▶ _WHAT YOU ARE ASKED TO DO_:
In the lines below, look for "column". Copy each line where it appears.

[Extracted data entries]
————————
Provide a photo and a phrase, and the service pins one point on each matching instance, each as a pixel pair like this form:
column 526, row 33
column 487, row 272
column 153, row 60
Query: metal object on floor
————————
▶ _ANSWER TO THE PROBLEM_:
column 526, row 33
column 487, row 272
column 153, row 60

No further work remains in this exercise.